_Verilen Metin_
Emsal Mahkeme Kararı Antalya Bölge Adliye Mahkemesi 11. Hukuk Dairesi 2020/2211 E. 2022/1445 K. 20.10.2022 T.

Görüntülediğiniz mahkeme kararı kesinleşmiş bir karardır.

T.C.
ANTALYA
BÖLGE ADLİYE MAHKEMESİ
11. HUKUK DAİRESİ

T Ü R K M İ L L E T İ A D I N A
B Ö L G E A D L İ Y E M A H K E M E S İ K A R A R I

İNCELENEN KARARIN
MAHKEMESİ : DENİZLİ ASLİYE TİCARET MAHKEMESİ
KARAR TARİHİ: 27/10/2020
DAVANIN KONUSU: Menfi Tespit (Ticari Satımdan Kaynaklanan)
GEREKÇELİ KARAR
YAZIM TARİHİ: 20/10/2022

İlk Derece Mahkemesinin kararı süresi içerisinde istinaf edilmiş olduğundan dosya içerisinde bulunan belgeler okunup incelendi.
Üye hakimin görüşü değerlendirildi.
Davacı vekili dava dilekçesinde özetle; Denizli 4. İcra Müdürlüğünün … Esas sayılı dosyasından davacı … hakkında 130.000,00 TL bedelli 13/04/2017 tanzim 15.09.2017 vade tarihli lehtarı … tarafından bonoya dayalı olarak kambiyo senetlerine mahsus takip yapıldığını, bu takipten sonra söz konusu alacağın …’e temlik edildiğini, takibe konu senedin sahte olduğunu, müvekkilinin alacaklı görünen şahısları tanımadığı gibi davacı müvekkilinin bu senette imzasının bulunmadığını, müvekkili davacının imzasını içermeyen bir bono sebebi ile hiçbir para ve ticari alışverişi bulunmayan davalının sahte bono düzenleyip icraya koyması yüzünden bir icra takibi ve mallarının satış tehlikesi ile karşı karşıya olduğunu, senet aslı üzerindeki imza ile davacının tatbike medar imzalarının karşılaştırılmasını temin eden bir bilirkişi tespiti ile bu durumun açıklığa kavuşacağını, sahte senet düzenleme suçu ile ilgili Cumhuriyet Başsavcılığına suç duyurusunda bulunacağını, bu nedenlerle Denizli 4. İcra Müdürlüğünün … Esas sayılı dosyasında alacağın kaynağı olarak gösterilen 130.000,00 TL bedelli bonodan dolayı davacının davalılara borcu olmadığının tespitine %20’den az olmamak üzere kötü niyet tazminatının davalılardan tahsiline, yargılama giderleri ve vekalet ücretinin davalılardan tahsiline karar verilmesini talep ve dava etmiştir.

_Görevler_
1) Mahkeme kararına göre takibe konu bononun bedeli ne kadardır?
2) Mahkeme kararındaki "İNCELENEN KARARIN" ifadesinden "hakimin görüşü değerlendirildi." ifadesine kadar olan kısmı, iki ifade de dahil olmak üzere kelimesi kelimesine aktarın.

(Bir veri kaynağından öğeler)
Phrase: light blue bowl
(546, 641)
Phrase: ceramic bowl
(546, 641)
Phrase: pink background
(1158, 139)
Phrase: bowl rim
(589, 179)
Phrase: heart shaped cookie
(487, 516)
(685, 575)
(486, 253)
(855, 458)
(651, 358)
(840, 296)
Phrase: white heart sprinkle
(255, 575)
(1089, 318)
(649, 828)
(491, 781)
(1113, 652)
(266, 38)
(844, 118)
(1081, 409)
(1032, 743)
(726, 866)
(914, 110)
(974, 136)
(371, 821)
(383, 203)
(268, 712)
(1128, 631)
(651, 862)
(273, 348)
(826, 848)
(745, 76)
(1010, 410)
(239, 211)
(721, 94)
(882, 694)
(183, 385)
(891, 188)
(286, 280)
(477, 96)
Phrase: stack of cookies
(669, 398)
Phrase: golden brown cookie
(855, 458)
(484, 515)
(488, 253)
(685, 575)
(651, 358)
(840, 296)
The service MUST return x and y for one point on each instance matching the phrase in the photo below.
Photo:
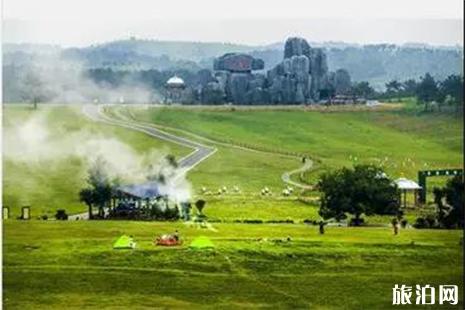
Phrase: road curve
(285, 177)
(200, 152)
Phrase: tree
(427, 90)
(409, 87)
(100, 187)
(362, 190)
(33, 89)
(86, 195)
(393, 87)
(455, 198)
(362, 89)
(200, 204)
(451, 90)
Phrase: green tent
(201, 243)
(124, 242)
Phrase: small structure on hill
(406, 185)
(174, 88)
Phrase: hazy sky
(83, 22)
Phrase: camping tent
(202, 242)
(124, 242)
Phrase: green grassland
(57, 265)
(53, 183)
(66, 265)
(400, 140)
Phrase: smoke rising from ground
(34, 142)
(55, 79)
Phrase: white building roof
(403, 183)
(175, 81)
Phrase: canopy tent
(124, 242)
(168, 240)
(406, 185)
(201, 243)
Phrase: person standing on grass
(395, 226)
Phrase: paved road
(200, 152)
(286, 176)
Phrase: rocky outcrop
(301, 78)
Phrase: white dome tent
(174, 89)
(406, 185)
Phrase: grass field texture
(56, 265)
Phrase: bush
(253, 221)
(421, 223)
(403, 223)
(356, 222)
(288, 221)
(61, 215)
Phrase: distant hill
(376, 64)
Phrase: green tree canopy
(427, 90)
(365, 189)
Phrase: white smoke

_Sırayla Cevaplar_
1) 130.000,00 TL

2)
İNCELENEN KARARIN
MAHKEMESİ : DENİZLİ ASLİYE TİCARET MAHKEMESİ
KARAR TARİHİ: 27/10/2020
DAVANIN KONUSU: Menfi Tespit (Ticari Satımdan Kaynaklanan)
GEREKÇELİ KARAR
YAZIM TARİHİ: 20/10/2022

İlk Derece Mahkemesinin kararı süresi içerisinde istinaf edilmiş olduğundan dosya içerisinde bulunan belgeler okunup incelendi.
Üye hakimin görüşü değerlendirildi.